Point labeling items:
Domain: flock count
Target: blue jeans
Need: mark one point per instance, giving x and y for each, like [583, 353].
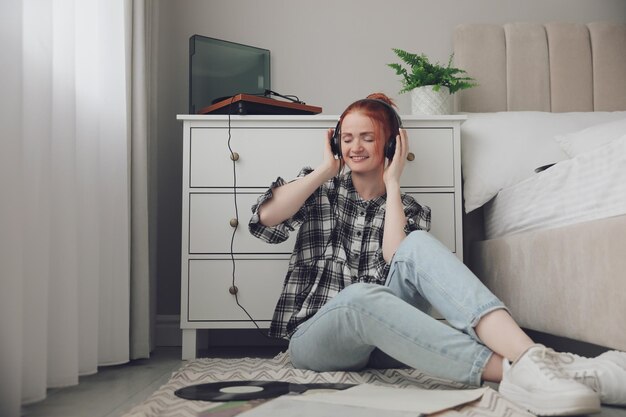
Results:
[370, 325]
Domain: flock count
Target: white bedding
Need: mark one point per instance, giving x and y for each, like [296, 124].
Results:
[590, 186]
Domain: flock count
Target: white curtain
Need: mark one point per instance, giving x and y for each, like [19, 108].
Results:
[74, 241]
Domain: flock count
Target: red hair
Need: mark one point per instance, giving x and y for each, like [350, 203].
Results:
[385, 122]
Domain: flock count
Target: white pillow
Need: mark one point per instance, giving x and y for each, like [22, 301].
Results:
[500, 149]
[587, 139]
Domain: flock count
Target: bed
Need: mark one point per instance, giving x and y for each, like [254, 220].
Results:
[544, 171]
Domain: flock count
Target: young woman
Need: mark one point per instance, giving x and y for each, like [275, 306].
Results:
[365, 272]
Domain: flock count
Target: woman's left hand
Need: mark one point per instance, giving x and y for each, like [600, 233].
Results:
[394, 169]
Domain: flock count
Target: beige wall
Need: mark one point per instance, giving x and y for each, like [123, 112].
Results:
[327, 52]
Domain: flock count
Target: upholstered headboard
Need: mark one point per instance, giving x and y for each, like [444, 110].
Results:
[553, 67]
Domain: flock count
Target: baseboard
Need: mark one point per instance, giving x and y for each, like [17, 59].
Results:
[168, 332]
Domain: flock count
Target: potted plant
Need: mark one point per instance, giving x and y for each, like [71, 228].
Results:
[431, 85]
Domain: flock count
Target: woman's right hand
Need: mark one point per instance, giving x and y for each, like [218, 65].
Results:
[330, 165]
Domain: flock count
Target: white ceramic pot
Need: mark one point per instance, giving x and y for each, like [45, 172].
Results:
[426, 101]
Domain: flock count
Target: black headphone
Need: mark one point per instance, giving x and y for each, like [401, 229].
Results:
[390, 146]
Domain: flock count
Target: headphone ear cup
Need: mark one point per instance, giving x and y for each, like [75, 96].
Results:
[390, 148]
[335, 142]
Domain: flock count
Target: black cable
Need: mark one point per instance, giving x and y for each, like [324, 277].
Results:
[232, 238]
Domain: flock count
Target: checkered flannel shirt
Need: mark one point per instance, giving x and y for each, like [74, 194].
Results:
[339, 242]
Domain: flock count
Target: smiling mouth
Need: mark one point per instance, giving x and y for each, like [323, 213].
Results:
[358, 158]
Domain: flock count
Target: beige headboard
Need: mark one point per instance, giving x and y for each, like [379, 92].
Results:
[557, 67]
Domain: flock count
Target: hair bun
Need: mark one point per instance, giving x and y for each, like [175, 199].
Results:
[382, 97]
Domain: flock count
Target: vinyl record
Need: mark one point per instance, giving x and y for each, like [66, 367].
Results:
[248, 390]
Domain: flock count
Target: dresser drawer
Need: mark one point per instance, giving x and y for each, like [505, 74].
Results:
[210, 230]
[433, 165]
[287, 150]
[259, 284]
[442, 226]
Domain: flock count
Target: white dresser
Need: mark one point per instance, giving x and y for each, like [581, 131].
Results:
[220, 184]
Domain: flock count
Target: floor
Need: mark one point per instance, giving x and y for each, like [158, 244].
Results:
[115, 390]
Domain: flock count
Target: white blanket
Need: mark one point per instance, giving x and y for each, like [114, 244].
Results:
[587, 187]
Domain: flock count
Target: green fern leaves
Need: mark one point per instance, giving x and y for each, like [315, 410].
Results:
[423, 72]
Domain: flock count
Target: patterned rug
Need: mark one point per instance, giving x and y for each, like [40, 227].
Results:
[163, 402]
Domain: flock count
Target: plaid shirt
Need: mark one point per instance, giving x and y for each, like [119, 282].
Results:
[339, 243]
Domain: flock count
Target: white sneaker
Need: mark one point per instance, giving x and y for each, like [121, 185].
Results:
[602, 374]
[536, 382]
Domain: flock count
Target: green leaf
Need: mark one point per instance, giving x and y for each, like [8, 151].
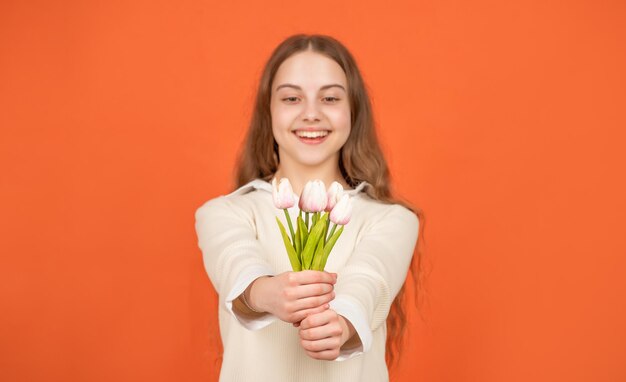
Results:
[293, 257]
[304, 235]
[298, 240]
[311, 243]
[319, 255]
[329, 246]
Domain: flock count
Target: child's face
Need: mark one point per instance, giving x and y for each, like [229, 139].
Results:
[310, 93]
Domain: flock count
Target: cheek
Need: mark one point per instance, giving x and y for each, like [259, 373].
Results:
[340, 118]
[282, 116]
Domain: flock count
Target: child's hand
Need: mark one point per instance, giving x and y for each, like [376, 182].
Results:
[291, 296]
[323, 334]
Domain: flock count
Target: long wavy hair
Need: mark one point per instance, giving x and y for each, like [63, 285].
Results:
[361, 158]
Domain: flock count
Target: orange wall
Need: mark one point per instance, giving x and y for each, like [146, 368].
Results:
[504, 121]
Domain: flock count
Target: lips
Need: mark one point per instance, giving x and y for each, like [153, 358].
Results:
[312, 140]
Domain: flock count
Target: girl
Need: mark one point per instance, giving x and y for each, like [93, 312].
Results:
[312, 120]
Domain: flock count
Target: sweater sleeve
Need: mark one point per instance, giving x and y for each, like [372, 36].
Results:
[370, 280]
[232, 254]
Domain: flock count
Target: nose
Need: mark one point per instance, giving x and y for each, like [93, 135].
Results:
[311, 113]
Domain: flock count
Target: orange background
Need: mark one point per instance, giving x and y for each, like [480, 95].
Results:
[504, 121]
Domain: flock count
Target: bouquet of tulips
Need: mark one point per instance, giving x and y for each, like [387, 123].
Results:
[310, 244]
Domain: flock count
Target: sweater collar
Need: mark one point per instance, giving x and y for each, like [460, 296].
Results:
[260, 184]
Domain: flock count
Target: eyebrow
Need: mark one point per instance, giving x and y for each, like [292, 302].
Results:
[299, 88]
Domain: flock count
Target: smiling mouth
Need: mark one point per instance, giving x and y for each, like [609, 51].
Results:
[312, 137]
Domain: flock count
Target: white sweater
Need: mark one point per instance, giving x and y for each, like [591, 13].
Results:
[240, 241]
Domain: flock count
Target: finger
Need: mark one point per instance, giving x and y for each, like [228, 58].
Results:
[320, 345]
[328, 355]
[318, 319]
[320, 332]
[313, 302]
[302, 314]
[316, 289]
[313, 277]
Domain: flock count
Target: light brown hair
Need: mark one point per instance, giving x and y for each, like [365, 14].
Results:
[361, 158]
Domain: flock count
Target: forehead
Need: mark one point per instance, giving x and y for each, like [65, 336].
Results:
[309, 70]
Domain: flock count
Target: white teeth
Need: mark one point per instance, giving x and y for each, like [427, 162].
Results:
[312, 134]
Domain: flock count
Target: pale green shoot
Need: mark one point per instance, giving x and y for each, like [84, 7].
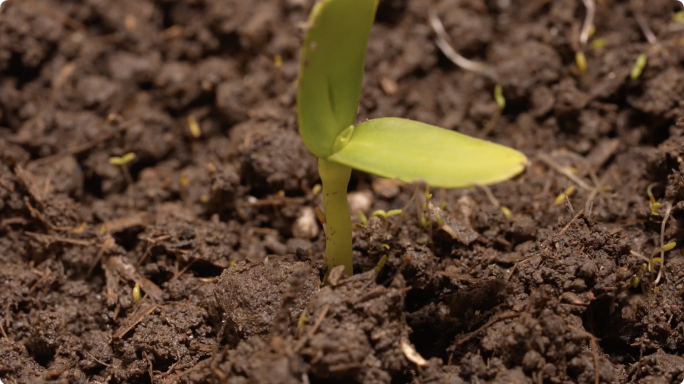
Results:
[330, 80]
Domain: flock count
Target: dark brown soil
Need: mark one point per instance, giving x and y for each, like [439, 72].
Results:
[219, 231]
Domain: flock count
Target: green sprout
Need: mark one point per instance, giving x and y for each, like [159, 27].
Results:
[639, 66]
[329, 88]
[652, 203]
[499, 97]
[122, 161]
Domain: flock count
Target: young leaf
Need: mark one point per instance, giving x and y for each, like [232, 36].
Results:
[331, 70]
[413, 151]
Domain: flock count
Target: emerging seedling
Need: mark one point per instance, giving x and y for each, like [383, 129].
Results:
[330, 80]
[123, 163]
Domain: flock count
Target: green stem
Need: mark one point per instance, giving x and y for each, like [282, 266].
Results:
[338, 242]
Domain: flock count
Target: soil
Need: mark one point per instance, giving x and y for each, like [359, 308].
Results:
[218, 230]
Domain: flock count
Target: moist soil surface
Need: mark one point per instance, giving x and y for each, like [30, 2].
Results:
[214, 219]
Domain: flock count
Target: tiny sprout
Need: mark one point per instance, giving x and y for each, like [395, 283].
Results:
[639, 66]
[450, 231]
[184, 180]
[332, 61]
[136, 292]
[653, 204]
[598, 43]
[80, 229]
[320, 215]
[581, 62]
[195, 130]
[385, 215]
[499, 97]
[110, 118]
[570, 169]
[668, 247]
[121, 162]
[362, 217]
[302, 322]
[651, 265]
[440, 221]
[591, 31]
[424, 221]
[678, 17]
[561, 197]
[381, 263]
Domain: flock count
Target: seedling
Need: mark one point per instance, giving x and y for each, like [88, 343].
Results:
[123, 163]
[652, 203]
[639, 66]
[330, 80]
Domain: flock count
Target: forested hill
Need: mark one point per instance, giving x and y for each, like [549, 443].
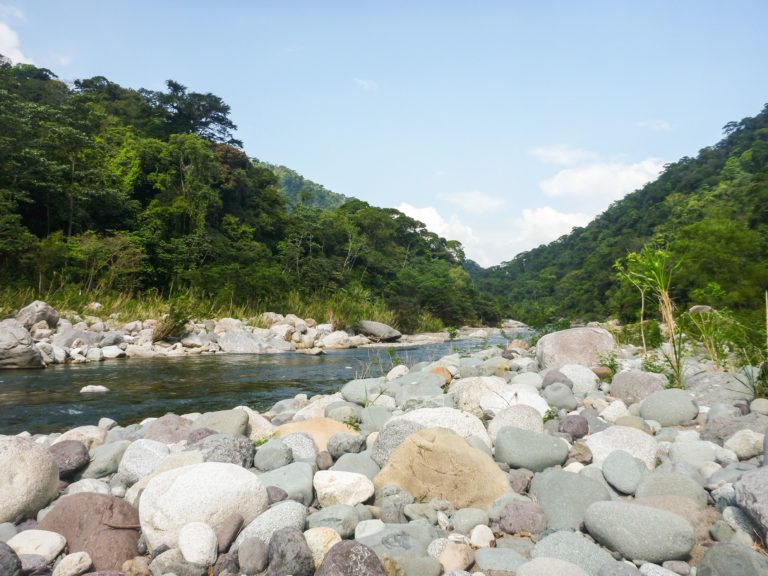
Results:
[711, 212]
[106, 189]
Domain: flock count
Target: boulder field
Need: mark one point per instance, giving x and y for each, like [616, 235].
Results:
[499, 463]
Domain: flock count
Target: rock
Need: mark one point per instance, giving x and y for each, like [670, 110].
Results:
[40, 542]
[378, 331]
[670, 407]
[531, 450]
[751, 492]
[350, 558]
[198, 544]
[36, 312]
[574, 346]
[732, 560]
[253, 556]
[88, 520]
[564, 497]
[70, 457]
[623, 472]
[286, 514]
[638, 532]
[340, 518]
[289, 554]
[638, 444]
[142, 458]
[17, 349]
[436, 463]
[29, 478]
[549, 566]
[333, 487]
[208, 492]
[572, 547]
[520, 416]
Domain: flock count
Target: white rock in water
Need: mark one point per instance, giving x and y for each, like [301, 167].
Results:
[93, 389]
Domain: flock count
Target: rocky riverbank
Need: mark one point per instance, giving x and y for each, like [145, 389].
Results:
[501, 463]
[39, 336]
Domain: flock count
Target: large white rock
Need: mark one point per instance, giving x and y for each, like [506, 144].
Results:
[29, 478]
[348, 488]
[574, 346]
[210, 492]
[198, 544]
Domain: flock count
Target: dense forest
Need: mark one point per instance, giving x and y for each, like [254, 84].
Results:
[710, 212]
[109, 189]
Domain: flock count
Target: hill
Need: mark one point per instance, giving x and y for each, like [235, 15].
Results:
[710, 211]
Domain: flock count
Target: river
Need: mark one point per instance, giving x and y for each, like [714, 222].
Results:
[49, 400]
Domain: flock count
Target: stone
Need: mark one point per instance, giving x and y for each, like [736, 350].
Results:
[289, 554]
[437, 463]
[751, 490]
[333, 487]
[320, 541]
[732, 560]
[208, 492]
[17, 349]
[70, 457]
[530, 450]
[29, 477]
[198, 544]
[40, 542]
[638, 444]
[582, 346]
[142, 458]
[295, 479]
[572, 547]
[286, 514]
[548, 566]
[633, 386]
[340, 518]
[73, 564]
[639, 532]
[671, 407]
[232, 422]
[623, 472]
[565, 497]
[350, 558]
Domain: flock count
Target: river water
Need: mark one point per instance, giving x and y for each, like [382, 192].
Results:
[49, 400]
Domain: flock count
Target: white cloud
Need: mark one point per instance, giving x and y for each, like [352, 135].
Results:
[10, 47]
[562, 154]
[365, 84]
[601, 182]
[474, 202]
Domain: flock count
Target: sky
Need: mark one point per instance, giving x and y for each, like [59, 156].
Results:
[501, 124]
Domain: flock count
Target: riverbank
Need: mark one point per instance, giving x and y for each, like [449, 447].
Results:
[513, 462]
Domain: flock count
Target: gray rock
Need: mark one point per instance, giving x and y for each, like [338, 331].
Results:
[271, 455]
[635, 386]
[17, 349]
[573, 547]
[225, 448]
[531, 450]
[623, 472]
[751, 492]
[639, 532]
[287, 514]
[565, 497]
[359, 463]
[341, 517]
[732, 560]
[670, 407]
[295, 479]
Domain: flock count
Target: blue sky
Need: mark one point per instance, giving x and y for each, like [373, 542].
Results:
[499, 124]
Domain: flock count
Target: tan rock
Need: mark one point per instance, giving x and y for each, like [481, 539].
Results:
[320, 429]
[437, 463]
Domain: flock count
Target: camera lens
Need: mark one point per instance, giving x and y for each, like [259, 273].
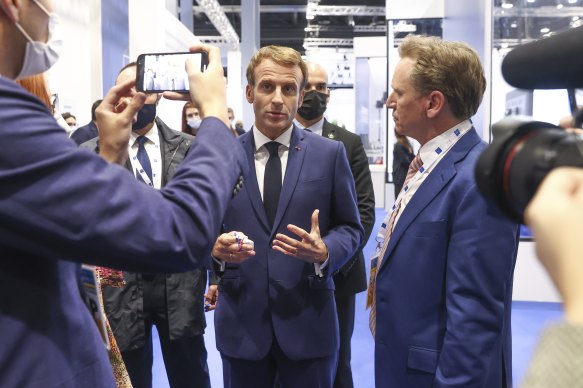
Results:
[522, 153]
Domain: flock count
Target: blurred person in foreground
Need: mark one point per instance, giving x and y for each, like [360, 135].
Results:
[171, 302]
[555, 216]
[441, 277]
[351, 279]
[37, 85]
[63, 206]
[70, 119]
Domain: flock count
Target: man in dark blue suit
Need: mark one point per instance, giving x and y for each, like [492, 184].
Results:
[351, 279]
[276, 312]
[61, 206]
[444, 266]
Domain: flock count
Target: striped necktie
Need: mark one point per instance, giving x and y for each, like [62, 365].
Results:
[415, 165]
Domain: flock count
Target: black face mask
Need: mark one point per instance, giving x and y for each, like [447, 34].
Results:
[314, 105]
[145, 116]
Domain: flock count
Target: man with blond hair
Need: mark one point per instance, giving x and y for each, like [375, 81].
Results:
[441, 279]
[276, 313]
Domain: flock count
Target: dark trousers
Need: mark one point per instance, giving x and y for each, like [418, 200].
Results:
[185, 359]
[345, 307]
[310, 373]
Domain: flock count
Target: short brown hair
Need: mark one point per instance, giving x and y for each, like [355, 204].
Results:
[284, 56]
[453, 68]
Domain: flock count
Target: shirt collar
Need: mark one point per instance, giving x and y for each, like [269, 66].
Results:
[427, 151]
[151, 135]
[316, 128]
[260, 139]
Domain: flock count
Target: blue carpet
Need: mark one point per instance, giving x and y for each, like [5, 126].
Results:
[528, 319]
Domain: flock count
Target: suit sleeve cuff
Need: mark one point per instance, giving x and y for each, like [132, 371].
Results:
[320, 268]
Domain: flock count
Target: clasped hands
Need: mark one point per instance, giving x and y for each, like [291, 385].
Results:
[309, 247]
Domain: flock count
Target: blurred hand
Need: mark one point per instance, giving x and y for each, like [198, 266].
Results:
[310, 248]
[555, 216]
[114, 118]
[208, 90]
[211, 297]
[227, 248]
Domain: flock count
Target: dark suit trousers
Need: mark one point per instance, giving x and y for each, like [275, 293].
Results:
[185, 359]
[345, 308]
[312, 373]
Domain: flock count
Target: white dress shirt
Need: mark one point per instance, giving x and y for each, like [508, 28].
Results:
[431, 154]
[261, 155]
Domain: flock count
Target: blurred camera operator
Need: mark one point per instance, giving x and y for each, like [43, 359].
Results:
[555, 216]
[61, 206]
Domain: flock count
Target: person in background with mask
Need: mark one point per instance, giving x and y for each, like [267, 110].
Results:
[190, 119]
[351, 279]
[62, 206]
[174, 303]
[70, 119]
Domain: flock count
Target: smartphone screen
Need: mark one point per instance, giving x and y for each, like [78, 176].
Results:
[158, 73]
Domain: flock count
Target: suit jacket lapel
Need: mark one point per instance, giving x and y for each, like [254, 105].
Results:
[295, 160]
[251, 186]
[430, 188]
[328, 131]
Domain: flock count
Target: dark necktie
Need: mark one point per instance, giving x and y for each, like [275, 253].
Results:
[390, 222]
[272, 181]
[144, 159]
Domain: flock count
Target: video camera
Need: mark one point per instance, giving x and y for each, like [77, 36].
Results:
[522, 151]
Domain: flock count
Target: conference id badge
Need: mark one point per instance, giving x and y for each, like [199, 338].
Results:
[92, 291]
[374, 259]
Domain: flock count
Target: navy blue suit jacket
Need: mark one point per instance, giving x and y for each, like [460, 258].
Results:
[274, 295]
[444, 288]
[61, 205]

| Instructions to follow |
Collect every line of the items above that contains the word "shirt", treating uppercase and lowercase letters as different.

| Exercise solution |
Target: checkered flannel shirt
Target: plaid shirt
Target: shirt collar
Target: white dress shirt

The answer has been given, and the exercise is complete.